• **Point annotation records**

⁂

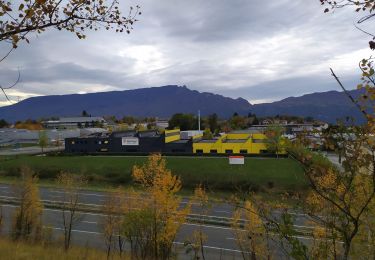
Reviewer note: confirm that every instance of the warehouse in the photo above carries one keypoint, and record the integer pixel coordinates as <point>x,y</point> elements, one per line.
<point>143,142</point>
<point>233,143</point>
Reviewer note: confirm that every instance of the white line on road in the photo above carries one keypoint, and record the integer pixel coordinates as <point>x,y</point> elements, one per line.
<point>89,222</point>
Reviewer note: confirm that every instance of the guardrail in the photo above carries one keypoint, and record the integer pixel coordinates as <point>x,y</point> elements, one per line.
<point>191,218</point>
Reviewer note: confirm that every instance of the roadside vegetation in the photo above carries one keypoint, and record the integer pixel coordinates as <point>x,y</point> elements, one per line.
<point>258,174</point>
<point>22,250</point>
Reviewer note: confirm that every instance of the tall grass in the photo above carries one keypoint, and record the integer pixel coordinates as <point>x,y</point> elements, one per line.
<point>25,251</point>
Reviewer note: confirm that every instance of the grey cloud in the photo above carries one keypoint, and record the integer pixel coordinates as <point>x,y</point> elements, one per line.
<point>250,48</point>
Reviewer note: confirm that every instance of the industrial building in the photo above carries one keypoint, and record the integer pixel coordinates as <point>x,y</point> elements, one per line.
<point>241,142</point>
<point>169,142</point>
<point>131,142</point>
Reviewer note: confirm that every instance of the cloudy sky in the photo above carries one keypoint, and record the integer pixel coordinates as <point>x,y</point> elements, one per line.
<point>256,49</point>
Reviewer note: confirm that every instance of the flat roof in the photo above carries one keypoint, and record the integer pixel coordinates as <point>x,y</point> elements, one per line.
<point>207,141</point>
<point>235,140</point>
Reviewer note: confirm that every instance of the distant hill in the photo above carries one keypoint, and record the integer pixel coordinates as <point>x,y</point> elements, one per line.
<point>158,101</point>
<point>168,100</point>
<point>326,106</point>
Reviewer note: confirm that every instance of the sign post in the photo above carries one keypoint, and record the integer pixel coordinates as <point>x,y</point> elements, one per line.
<point>239,160</point>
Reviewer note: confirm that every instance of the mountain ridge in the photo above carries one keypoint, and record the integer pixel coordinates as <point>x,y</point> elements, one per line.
<point>167,100</point>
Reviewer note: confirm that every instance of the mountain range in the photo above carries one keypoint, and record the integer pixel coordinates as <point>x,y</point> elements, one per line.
<point>168,100</point>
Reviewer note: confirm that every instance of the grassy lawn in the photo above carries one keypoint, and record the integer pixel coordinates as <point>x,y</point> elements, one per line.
<point>22,251</point>
<point>257,173</point>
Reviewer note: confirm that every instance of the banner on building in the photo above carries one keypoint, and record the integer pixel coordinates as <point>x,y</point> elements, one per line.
<point>236,160</point>
<point>130,141</point>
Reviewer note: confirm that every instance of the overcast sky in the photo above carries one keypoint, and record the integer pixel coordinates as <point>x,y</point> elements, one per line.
<point>261,50</point>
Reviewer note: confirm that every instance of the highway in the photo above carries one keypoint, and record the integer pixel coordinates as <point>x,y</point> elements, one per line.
<point>220,239</point>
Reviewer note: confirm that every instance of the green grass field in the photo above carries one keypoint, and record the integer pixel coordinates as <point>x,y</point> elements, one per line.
<point>257,173</point>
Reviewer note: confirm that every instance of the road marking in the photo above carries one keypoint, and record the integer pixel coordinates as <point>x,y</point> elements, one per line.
<point>207,226</point>
<point>89,222</point>
<point>223,211</point>
<point>80,231</point>
<point>213,247</point>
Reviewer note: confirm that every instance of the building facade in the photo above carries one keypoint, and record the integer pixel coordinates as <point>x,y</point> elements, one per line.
<point>143,142</point>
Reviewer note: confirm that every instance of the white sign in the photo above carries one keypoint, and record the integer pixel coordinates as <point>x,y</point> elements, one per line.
<point>130,141</point>
<point>236,160</point>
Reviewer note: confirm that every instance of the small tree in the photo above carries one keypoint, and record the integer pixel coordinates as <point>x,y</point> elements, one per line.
<point>27,219</point>
<point>198,238</point>
<point>71,186</point>
<point>250,232</point>
<point>163,204</point>
<point>43,140</point>
<point>1,219</point>
<point>112,220</point>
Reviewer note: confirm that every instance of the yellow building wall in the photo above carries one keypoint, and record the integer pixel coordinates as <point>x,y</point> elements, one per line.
<point>175,135</point>
<point>249,145</point>
<point>237,136</point>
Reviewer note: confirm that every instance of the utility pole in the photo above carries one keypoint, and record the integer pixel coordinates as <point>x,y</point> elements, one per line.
<point>199,120</point>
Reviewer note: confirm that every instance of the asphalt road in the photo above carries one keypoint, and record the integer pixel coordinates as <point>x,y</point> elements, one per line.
<point>220,243</point>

⁂

• **AIM OF THE EXERCISE**
In the listing above, find the line with "Reviewer note: confirm that every instance of the road marking" and set down that line and all after it exactly, through the final line.

• **RESPONSE**
Reviewer note: confirm that every instance of the road marking in the photo above carries one keypoint, and record the integer pixel coordinates as <point>x,y</point> elements, one per line.
<point>207,226</point>
<point>89,222</point>
<point>223,211</point>
<point>80,231</point>
<point>213,247</point>
Reviewer note: confirm that every instance of the building facade in the photo above carries one keypoint, and record the integer pixel coordinates as <point>x,y</point> elements, one per line.
<point>143,142</point>
Reviewer note: confirm that every instance of the white sign in the photo above carries one keypoint, and record the integer pixel coordinates as <point>x,y</point> elements, one per line.
<point>130,141</point>
<point>236,160</point>
Reviewer note: confirm that every instance of the small tree in the photo above carries one keypoint, and record the integer pixel coordinates as <point>x,y</point> elements, one per line.
<point>27,219</point>
<point>198,238</point>
<point>71,186</point>
<point>250,232</point>
<point>163,204</point>
<point>43,140</point>
<point>1,219</point>
<point>112,220</point>
Reviewer note: confirm that every instance of the yellow building wall in the photo above carries one keypoint, and record the integer pixel coordinates as <point>x,y</point> elements, one per line.
<point>175,135</point>
<point>249,145</point>
<point>237,136</point>
Reviewer note: confirm that every instance of the utility pole in the photo above carries one keypoint, and record the integer pixel coordinates as <point>x,y</point> elements, one per line.
<point>199,120</point>
Reviewer note: confirm that every instance of the asphalt road in the photo above carries one keypoint, and record the integer pixel coordinates as <point>x,y</point> elements, one per line.
<point>220,243</point>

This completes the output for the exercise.